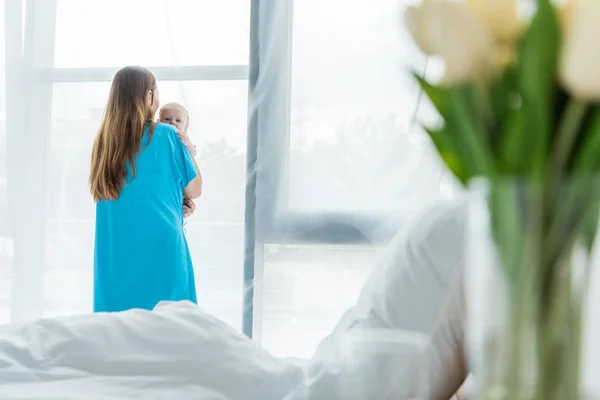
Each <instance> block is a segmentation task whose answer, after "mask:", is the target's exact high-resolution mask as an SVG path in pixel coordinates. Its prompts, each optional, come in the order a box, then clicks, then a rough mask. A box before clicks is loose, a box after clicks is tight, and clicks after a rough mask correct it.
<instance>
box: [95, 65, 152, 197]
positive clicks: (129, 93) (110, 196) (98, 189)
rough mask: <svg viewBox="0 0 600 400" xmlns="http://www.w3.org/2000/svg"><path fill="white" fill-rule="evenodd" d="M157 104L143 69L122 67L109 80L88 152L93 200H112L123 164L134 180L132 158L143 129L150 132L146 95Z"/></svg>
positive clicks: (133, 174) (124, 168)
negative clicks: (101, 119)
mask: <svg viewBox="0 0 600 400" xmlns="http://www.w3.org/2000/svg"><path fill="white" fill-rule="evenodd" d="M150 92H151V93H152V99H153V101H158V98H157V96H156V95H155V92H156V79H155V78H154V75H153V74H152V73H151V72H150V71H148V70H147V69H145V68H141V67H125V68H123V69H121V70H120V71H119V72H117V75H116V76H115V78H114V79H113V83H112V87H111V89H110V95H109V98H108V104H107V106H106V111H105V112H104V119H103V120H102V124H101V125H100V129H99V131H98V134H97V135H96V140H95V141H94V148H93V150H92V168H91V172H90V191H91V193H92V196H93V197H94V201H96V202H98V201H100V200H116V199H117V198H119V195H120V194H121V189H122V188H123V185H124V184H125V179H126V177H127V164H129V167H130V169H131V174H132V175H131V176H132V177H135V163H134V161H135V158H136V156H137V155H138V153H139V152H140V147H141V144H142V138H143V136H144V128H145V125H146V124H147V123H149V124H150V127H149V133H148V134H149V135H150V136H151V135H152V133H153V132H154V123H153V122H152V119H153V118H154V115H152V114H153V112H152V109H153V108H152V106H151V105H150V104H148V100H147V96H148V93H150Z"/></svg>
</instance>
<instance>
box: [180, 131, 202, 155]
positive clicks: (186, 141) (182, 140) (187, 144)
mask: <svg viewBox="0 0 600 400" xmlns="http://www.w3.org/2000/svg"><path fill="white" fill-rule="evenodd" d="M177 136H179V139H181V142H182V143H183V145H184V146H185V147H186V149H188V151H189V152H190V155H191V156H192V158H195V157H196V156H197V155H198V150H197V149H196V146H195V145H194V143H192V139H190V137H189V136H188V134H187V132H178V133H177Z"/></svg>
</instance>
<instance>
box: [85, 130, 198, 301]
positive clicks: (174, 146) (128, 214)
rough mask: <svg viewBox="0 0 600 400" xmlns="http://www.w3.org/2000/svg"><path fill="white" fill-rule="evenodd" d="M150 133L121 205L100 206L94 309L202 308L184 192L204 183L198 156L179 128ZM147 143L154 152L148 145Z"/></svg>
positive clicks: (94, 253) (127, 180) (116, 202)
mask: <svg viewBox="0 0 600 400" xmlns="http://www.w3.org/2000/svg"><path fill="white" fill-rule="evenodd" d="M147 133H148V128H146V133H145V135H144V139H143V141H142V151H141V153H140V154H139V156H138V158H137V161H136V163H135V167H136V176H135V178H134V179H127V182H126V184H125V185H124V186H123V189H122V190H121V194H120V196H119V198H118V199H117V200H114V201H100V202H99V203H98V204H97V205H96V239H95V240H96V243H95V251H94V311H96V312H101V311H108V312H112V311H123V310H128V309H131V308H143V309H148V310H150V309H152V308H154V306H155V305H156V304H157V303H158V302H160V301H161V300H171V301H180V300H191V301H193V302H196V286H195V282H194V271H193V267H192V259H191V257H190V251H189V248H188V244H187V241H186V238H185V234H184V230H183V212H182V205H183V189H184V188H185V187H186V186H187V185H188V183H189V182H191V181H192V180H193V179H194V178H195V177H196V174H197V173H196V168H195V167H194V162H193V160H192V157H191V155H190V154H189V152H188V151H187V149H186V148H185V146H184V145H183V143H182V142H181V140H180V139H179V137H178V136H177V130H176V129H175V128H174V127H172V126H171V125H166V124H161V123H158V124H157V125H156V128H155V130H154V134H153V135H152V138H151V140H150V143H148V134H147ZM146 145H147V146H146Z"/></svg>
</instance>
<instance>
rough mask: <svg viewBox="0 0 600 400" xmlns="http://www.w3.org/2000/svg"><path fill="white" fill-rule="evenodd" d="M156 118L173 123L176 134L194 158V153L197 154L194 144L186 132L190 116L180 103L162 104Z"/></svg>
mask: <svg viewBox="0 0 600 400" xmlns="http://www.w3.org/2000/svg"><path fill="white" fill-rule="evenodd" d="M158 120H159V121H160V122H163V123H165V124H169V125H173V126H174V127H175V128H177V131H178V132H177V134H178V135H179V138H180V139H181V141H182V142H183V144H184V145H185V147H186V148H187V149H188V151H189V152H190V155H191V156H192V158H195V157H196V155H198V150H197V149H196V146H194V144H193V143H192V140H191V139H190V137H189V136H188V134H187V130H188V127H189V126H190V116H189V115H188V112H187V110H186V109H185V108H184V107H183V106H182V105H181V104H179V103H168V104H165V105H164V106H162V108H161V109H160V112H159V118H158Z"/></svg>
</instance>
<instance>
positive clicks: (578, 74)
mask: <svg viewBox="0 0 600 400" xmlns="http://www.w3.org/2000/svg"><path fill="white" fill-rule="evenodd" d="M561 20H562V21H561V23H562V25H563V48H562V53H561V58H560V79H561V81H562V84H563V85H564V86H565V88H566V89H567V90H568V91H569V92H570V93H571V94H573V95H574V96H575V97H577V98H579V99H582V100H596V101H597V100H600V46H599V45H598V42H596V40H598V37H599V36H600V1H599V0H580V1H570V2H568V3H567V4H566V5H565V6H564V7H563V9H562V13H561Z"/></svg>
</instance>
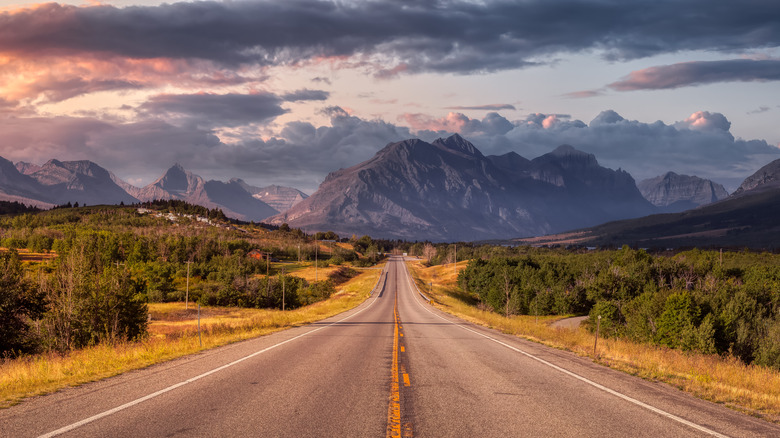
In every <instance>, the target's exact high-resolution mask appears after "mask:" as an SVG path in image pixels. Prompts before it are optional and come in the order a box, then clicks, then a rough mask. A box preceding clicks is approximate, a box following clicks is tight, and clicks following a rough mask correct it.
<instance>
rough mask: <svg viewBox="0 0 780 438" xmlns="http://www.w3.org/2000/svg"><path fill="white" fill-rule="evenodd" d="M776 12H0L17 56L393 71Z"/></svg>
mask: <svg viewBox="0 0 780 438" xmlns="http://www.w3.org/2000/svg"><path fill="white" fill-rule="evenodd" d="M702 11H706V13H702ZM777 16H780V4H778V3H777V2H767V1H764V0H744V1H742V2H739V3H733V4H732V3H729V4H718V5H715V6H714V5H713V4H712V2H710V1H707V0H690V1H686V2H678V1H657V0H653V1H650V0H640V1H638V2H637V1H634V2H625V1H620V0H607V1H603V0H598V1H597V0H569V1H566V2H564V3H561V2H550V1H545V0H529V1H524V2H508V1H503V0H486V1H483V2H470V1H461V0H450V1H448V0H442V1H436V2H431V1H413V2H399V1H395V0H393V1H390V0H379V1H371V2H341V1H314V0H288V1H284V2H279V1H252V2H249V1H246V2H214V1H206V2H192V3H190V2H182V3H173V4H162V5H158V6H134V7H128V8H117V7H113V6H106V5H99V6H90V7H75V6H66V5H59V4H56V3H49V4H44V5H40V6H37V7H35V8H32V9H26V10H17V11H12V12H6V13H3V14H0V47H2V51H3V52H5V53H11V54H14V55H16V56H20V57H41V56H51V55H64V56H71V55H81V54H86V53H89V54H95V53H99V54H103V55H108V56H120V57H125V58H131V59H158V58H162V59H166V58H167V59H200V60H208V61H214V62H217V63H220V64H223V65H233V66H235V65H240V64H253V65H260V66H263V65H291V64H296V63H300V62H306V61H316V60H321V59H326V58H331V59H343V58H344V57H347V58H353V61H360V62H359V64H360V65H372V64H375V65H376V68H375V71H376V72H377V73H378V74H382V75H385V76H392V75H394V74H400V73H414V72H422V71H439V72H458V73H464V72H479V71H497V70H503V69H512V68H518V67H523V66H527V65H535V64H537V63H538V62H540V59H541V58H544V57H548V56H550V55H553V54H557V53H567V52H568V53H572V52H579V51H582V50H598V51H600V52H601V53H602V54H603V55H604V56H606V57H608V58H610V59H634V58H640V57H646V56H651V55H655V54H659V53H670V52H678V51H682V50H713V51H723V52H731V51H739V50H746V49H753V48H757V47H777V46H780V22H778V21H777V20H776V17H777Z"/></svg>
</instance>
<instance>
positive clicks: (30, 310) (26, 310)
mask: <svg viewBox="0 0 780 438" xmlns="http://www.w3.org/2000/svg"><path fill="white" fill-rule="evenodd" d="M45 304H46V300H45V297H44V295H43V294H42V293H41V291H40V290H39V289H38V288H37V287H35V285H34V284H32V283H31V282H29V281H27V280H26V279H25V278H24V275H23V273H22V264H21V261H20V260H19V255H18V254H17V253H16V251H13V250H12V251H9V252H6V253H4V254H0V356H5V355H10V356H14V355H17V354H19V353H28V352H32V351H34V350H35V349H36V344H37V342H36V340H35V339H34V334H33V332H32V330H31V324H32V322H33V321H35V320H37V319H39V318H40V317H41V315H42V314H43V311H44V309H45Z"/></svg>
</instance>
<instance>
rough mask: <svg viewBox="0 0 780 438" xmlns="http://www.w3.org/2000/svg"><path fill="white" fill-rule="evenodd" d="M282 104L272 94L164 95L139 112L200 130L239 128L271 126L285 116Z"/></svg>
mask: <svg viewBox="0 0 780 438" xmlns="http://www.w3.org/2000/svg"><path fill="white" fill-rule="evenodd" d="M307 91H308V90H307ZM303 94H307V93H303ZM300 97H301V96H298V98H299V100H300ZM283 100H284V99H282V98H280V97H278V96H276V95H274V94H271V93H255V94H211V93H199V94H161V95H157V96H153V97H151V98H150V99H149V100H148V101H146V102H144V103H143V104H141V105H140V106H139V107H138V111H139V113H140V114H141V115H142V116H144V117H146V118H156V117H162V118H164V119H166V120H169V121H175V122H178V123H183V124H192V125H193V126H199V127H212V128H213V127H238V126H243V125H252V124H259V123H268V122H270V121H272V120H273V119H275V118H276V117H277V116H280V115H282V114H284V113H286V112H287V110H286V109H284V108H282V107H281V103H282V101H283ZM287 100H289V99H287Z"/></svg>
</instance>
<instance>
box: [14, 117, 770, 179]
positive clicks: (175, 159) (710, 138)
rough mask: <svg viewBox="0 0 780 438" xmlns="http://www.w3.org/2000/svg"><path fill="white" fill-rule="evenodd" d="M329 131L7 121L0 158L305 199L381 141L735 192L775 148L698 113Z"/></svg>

_ _ _ _

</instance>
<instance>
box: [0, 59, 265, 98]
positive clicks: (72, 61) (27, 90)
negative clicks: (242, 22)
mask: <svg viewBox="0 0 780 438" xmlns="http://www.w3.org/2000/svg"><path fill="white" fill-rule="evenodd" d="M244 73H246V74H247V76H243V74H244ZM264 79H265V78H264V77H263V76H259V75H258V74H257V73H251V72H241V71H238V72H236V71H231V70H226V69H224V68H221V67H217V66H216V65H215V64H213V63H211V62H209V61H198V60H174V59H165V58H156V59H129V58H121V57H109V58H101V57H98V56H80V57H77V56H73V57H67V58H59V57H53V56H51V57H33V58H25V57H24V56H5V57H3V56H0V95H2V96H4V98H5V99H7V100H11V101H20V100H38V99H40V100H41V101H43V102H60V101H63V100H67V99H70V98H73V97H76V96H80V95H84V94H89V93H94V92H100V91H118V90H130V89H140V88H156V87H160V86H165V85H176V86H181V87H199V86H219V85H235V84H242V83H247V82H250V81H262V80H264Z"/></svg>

_ _ _ _

- [Exercise instructions]
Rewrite the records starting at the line containing "Each <instance> block" and ending at the line containing "positive clicks: (133, 174) (124, 168)", changing "positive clicks" to "foreground clicks" and leaving everything else untouched. Return only those lines.

- [Output below]
Each <instance> block is a segmentation task whose answer, after "mask:", is the target's exact high-resolution mask as an SVG path in pixel coordinates. Its prompts, each optional, come in the order a box, then clicks, then a rough mask. A box before clicks is loose, a box after clicks is tight, and clicks after a rough mask correct it.
<instance>
box: [95, 65, 152, 197]
foreground clicks: (129, 93) (110, 196) (98, 189)
rough mask: <svg viewBox="0 0 600 400" xmlns="http://www.w3.org/2000/svg"><path fill="white" fill-rule="evenodd" d="M157 104L143 69L122 67L109 80L88 152L93 200H112L123 164L134 180L132 158L143 129L150 132L146 95Z"/></svg>
foreground clicks: (133, 174) (124, 168)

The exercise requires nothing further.